What you are asked to do
Which lines in the rows below contain the word "white"? Pick out every one and copy it.

Start of Supplied records

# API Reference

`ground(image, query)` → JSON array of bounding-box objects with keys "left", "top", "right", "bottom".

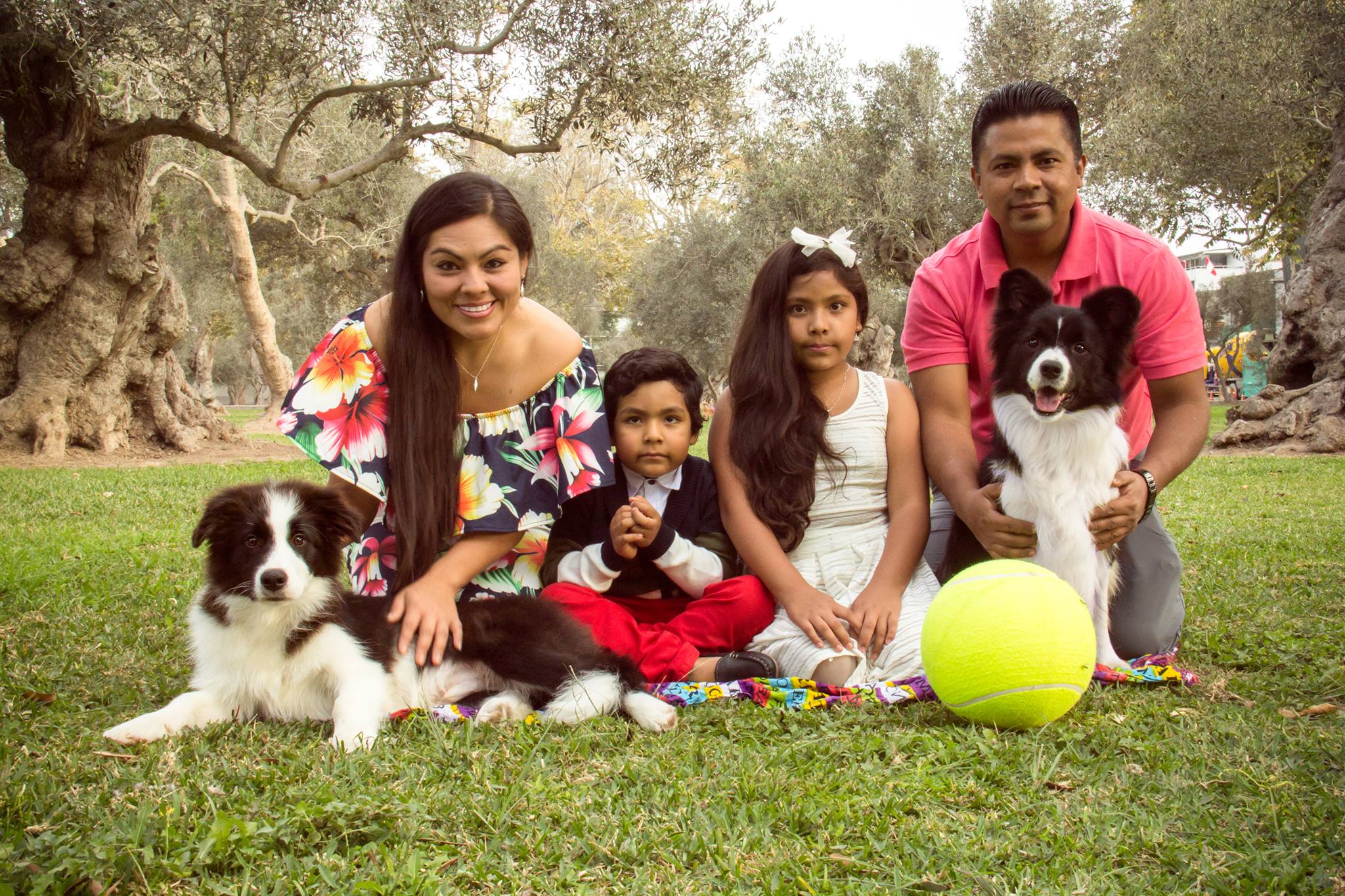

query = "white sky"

[
  {"left": 768, "top": 0, "right": 967, "bottom": 75},
  {"left": 766, "top": 0, "right": 1231, "bottom": 261}
]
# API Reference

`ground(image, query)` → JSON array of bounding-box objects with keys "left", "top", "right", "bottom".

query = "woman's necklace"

[
  {"left": 827, "top": 364, "right": 850, "bottom": 416},
  {"left": 453, "top": 321, "right": 504, "bottom": 393}
]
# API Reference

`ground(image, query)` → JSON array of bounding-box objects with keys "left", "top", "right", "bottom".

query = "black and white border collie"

[
  {"left": 943, "top": 268, "right": 1139, "bottom": 666},
  {"left": 104, "top": 481, "right": 676, "bottom": 750}
]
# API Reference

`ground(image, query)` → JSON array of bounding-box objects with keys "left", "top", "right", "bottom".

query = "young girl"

[{"left": 710, "top": 228, "right": 939, "bottom": 684}]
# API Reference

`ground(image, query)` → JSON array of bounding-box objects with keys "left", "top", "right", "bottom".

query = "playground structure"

[{"left": 1205, "top": 326, "right": 1273, "bottom": 402}]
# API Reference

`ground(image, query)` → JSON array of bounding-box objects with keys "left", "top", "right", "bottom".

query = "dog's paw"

[
  {"left": 102, "top": 714, "right": 168, "bottom": 744},
  {"left": 1097, "top": 649, "right": 1131, "bottom": 672},
  {"left": 327, "top": 728, "right": 378, "bottom": 752},
  {"left": 472, "top": 691, "right": 533, "bottom": 724},
  {"left": 621, "top": 691, "right": 676, "bottom": 733},
  {"left": 542, "top": 672, "right": 621, "bottom": 725}
]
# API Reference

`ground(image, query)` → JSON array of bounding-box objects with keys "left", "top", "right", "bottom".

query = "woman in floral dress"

[{"left": 280, "top": 172, "right": 613, "bottom": 664}]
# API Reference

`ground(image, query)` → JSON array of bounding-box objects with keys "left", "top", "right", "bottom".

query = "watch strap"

[{"left": 1136, "top": 467, "right": 1158, "bottom": 523}]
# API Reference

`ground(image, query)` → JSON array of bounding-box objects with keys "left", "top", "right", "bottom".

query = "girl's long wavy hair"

[
  {"left": 385, "top": 172, "right": 533, "bottom": 592},
  {"left": 729, "top": 242, "right": 869, "bottom": 551}
]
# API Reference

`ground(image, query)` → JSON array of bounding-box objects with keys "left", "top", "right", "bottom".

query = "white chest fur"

[
  {"left": 190, "top": 591, "right": 394, "bottom": 721},
  {"left": 992, "top": 395, "right": 1128, "bottom": 606}
]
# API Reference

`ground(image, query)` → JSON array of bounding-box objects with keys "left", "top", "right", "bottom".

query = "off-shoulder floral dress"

[{"left": 278, "top": 307, "right": 615, "bottom": 599}]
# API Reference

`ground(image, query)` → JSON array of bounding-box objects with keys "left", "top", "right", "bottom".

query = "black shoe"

[{"left": 714, "top": 650, "right": 780, "bottom": 681}]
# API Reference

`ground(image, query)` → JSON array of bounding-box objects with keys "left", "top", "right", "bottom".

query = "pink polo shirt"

[{"left": 901, "top": 199, "right": 1205, "bottom": 459}]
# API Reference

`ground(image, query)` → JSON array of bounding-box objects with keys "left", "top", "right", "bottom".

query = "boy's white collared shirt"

[
  {"left": 557, "top": 463, "right": 724, "bottom": 598},
  {"left": 621, "top": 463, "right": 682, "bottom": 516}
]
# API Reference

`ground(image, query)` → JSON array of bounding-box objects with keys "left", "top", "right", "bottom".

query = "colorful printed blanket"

[{"left": 393, "top": 654, "right": 1200, "bottom": 724}]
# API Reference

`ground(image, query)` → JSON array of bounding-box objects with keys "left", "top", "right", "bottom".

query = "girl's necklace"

[
  {"left": 453, "top": 321, "right": 504, "bottom": 393},
  {"left": 827, "top": 364, "right": 850, "bottom": 416}
]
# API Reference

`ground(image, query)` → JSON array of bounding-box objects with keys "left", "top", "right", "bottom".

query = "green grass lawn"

[{"left": 0, "top": 457, "right": 1345, "bottom": 895}]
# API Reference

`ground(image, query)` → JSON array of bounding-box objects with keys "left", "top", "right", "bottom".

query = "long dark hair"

[
  {"left": 729, "top": 242, "right": 869, "bottom": 551},
  {"left": 385, "top": 172, "right": 533, "bottom": 592}
]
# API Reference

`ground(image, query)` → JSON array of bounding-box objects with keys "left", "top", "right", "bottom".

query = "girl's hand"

[
  {"left": 387, "top": 568, "right": 463, "bottom": 666},
  {"left": 850, "top": 586, "right": 901, "bottom": 661},
  {"left": 780, "top": 588, "right": 854, "bottom": 650},
  {"left": 607, "top": 503, "right": 640, "bottom": 560}
]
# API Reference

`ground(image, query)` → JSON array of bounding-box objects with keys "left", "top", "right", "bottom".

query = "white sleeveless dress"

[{"left": 748, "top": 371, "right": 939, "bottom": 684}]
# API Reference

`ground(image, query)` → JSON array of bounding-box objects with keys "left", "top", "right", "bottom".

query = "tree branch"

[
  {"left": 433, "top": 0, "right": 535, "bottom": 56},
  {"left": 242, "top": 196, "right": 389, "bottom": 250},
  {"left": 272, "top": 71, "right": 444, "bottom": 177},
  {"left": 149, "top": 161, "right": 225, "bottom": 208},
  {"left": 99, "top": 106, "right": 567, "bottom": 199}
]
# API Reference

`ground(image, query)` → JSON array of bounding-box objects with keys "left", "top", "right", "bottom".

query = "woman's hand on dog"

[
  {"left": 779, "top": 588, "right": 856, "bottom": 650},
  {"left": 387, "top": 567, "right": 463, "bottom": 666},
  {"left": 850, "top": 584, "right": 901, "bottom": 661},
  {"left": 956, "top": 482, "right": 1037, "bottom": 559},
  {"left": 1088, "top": 470, "right": 1149, "bottom": 551}
]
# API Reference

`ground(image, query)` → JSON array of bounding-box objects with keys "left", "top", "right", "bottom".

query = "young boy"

[{"left": 542, "top": 348, "right": 776, "bottom": 681}]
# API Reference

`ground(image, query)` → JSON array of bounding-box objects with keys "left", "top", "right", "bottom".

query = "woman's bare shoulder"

[
  {"left": 364, "top": 293, "right": 393, "bottom": 354},
  {"left": 519, "top": 298, "right": 584, "bottom": 373}
]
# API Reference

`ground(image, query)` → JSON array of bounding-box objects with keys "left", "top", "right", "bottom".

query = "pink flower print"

[
  {"left": 519, "top": 388, "right": 603, "bottom": 497},
  {"left": 349, "top": 534, "right": 397, "bottom": 597},
  {"left": 316, "top": 385, "right": 387, "bottom": 463},
  {"left": 290, "top": 326, "right": 374, "bottom": 414}
]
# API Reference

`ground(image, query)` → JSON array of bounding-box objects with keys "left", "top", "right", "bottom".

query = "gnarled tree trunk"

[
  {"left": 1214, "top": 108, "right": 1345, "bottom": 453},
  {"left": 191, "top": 326, "right": 219, "bottom": 406},
  {"left": 0, "top": 20, "right": 234, "bottom": 456},
  {"left": 217, "top": 156, "right": 295, "bottom": 431}
]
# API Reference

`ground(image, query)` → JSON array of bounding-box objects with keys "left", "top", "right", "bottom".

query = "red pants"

[{"left": 542, "top": 575, "right": 775, "bottom": 681}]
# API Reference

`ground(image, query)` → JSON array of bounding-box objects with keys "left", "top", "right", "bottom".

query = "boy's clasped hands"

[{"left": 609, "top": 494, "right": 663, "bottom": 560}]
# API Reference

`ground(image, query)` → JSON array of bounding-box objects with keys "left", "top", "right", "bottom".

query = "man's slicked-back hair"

[
  {"left": 603, "top": 348, "right": 705, "bottom": 435},
  {"left": 971, "top": 81, "right": 1084, "bottom": 167}
]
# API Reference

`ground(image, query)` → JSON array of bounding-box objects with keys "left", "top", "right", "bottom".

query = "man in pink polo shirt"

[{"left": 901, "top": 81, "right": 1209, "bottom": 658}]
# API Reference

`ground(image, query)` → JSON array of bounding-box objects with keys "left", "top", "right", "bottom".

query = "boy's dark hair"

[
  {"left": 971, "top": 81, "right": 1084, "bottom": 167},
  {"left": 603, "top": 348, "right": 705, "bottom": 435}
]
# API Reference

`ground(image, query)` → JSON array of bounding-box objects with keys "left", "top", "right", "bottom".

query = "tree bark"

[
  {"left": 191, "top": 326, "right": 219, "bottom": 404},
  {"left": 1214, "top": 108, "right": 1345, "bottom": 453},
  {"left": 0, "top": 20, "right": 235, "bottom": 456},
  {"left": 217, "top": 156, "right": 295, "bottom": 430}
]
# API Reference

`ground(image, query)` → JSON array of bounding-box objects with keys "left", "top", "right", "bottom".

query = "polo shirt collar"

[
  {"left": 621, "top": 463, "right": 682, "bottom": 492},
  {"left": 979, "top": 195, "right": 1097, "bottom": 289}
]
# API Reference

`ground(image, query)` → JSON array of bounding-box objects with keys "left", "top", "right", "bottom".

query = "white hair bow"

[{"left": 789, "top": 227, "right": 857, "bottom": 267}]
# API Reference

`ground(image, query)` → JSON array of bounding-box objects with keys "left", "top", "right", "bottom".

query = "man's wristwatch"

[{"left": 1131, "top": 467, "right": 1158, "bottom": 523}]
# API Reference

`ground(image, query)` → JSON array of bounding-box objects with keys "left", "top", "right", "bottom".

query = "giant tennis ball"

[{"left": 920, "top": 560, "right": 1097, "bottom": 728}]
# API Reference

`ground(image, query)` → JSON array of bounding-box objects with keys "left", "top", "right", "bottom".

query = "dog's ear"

[
  {"left": 1078, "top": 286, "right": 1139, "bottom": 353},
  {"left": 996, "top": 267, "right": 1050, "bottom": 320},
  {"left": 304, "top": 488, "right": 364, "bottom": 545}
]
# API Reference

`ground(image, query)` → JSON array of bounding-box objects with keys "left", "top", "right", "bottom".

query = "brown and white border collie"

[
  {"left": 942, "top": 268, "right": 1139, "bottom": 666},
  {"left": 104, "top": 481, "right": 676, "bottom": 750}
]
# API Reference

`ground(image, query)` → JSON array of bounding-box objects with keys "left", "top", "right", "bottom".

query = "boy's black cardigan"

[{"left": 542, "top": 457, "right": 738, "bottom": 598}]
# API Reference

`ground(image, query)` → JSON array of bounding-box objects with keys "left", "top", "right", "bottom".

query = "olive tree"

[{"left": 0, "top": 0, "right": 761, "bottom": 454}]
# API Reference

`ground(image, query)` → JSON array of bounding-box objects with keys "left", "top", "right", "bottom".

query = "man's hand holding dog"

[
  {"left": 387, "top": 565, "right": 463, "bottom": 666},
  {"left": 631, "top": 494, "right": 663, "bottom": 548},
  {"left": 1088, "top": 470, "right": 1149, "bottom": 551},
  {"left": 608, "top": 503, "right": 640, "bottom": 560},
  {"left": 956, "top": 482, "right": 1037, "bottom": 559}
]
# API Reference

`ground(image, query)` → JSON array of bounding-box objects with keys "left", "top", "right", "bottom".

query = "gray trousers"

[{"left": 924, "top": 489, "right": 1186, "bottom": 660}]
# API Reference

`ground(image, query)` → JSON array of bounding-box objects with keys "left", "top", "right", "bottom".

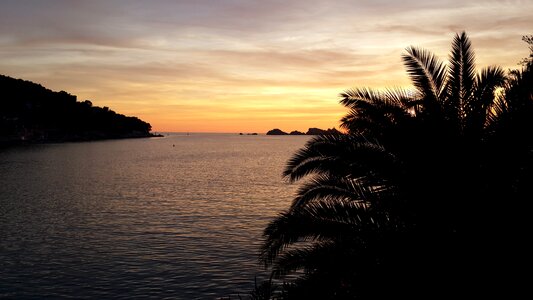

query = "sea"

[{"left": 0, "top": 133, "right": 309, "bottom": 299}]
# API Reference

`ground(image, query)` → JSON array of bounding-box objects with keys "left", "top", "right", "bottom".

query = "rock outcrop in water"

[
  {"left": 0, "top": 75, "right": 160, "bottom": 145},
  {"left": 267, "top": 127, "right": 341, "bottom": 135},
  {"left": 267, "top": 128, "right": 288, "bottom": 135}
]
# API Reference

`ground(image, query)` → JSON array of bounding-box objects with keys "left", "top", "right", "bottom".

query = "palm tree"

[{"left": 261, "top": 33, "right": 533, "bottom": 299}]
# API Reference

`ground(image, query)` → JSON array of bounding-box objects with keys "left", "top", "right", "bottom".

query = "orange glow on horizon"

[{"left": 0, "top": 0, "right": 533, "bottom": 133}]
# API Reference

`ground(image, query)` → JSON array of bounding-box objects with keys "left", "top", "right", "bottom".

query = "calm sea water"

[{"left": 0, "top": 134, "right": 308, "bottom": 299}]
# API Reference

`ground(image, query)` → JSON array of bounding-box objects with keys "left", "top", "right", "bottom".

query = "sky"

[{"left": 0, "top": 0, "right": 533, "bottom": 133}]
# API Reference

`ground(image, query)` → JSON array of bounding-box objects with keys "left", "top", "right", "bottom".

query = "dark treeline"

[
  {"left": 244, "top": 33, "right": 533, "bottom": 299},
  {"left": 0, "top": 75, "right": 156, "bottom": 144}
]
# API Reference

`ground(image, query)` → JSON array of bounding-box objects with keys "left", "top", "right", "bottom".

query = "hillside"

[{"left": 0, "top": 75, "right": 158, "bottom": 144}]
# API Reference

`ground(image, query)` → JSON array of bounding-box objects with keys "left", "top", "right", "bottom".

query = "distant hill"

[
  {"left": 267, "top": 128, "right": 341, "bottom": 135},
  {"left": 0, "top": 75, "right": 158, "bottom": 144}
]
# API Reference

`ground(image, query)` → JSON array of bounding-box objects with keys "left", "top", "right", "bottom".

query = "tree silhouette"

[{"left": 261, "top": 33, "right": 533, "bottom": 299}]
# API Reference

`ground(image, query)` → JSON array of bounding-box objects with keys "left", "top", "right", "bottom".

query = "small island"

[
  {"left": 0, "top": 75, "right": 160, "bottom": 145},
  {"left": 266, "top": 127, "right": 341, "bottom": 135}
]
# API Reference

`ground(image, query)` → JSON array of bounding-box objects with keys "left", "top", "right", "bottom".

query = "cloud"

[{"left": 0, "top": 0, "right": 533, "bottom": 129}]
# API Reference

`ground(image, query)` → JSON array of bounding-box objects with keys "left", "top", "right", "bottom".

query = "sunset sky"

End of Supplied records

The answer
query = "white sky"
query = "black and white border collie"
query = "white chest fur"
query = "boy's white collared shirt"
query = "white sleeveless dress"
query = "white hair bow"
query = "brown and white border collie"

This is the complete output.